--- Record excerpts ---

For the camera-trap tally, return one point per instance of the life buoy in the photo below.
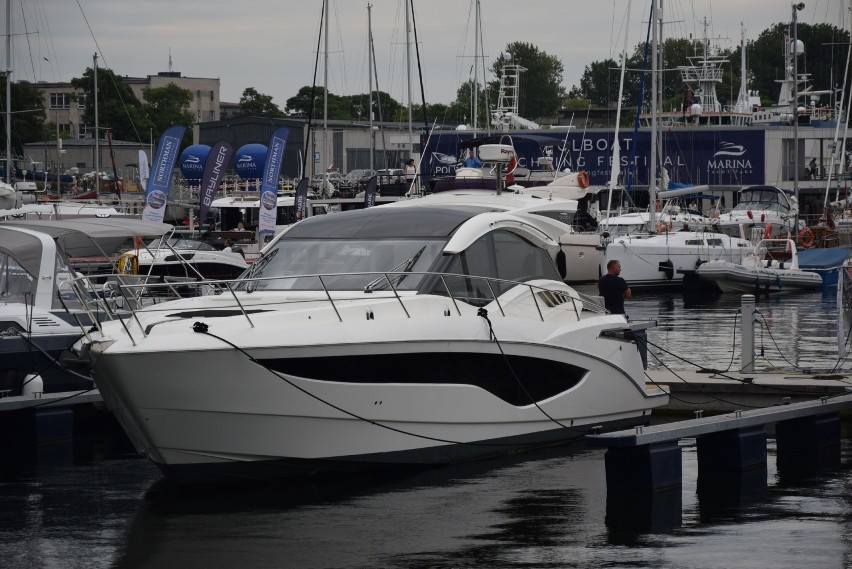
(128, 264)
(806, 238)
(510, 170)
* * *
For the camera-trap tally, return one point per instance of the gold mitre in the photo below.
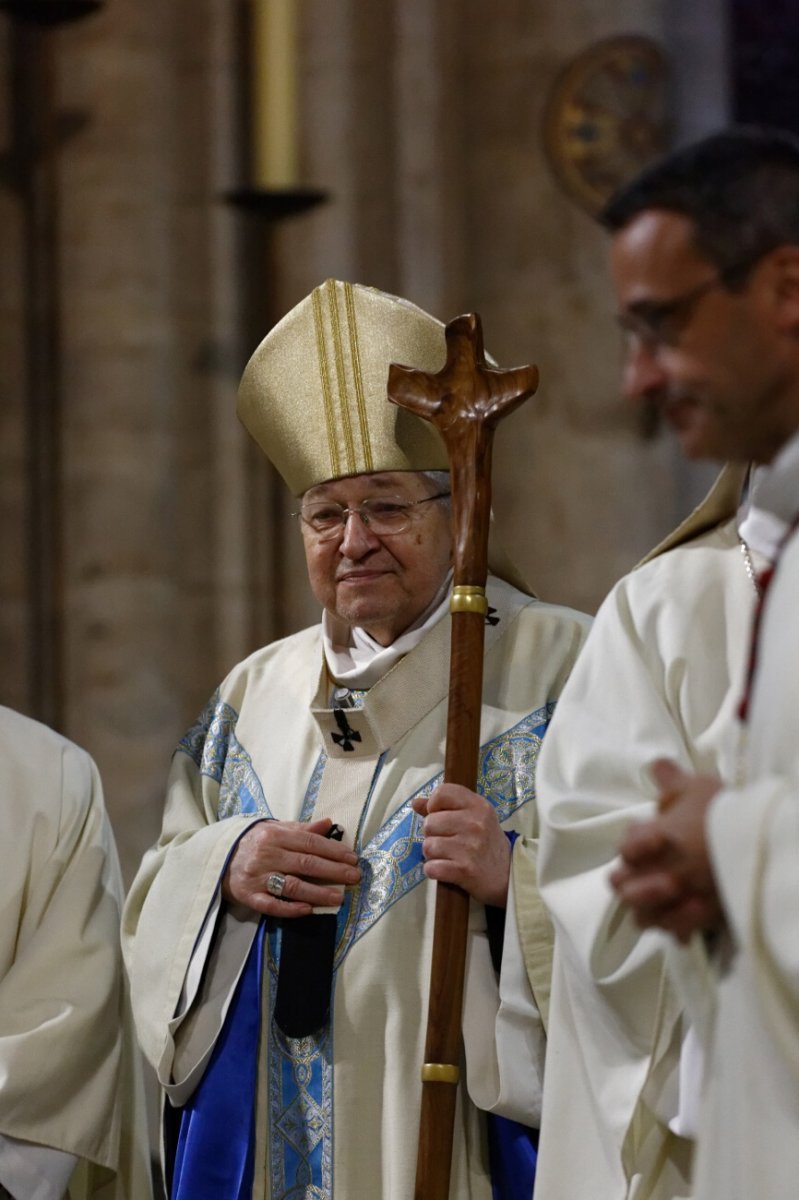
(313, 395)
...
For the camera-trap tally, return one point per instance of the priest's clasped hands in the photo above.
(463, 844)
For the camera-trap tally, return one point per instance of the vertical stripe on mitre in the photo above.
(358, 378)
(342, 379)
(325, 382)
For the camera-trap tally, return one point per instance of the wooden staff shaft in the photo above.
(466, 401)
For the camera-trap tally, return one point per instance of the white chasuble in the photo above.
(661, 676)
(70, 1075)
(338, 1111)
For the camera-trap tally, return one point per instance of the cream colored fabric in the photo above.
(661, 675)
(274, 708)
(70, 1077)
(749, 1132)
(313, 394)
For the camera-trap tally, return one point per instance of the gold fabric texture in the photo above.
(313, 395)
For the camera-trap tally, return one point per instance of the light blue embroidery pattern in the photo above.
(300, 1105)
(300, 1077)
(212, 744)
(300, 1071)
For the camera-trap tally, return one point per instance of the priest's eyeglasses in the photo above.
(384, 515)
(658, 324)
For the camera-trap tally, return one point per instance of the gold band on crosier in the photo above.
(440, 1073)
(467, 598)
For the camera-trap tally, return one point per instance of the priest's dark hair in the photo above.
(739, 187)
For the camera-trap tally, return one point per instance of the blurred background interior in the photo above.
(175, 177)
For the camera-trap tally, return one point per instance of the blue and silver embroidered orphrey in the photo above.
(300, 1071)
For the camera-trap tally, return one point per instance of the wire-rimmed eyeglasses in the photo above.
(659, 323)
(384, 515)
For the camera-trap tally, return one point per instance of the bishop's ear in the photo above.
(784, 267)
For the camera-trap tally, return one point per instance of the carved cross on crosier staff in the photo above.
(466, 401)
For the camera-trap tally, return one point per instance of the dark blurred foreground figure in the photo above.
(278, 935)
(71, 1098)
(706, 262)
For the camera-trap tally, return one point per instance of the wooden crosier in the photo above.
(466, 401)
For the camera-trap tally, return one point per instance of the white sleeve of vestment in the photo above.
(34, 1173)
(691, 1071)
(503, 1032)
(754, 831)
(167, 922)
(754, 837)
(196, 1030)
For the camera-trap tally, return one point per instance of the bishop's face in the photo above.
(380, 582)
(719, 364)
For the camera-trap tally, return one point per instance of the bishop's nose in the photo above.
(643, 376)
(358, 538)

--- Work to complete ---
Copy word for word the lines from the one containing "wooden crosier in the photo above." through the one containing "(196, 1030)", including both of those lines.

--- Answer to this exercise ---
For the camera-trap tally, return one point per instance of the wooden crosier in the photo above.
(466, 401)
For the camera-trap tally, return one point per instance of the white sleeve of vestment in the photo above.
(34, 1173)
(691, 1071)
(503, 1032)
(754, 831)
(167, 922)
(754, 837)
(196, 1030)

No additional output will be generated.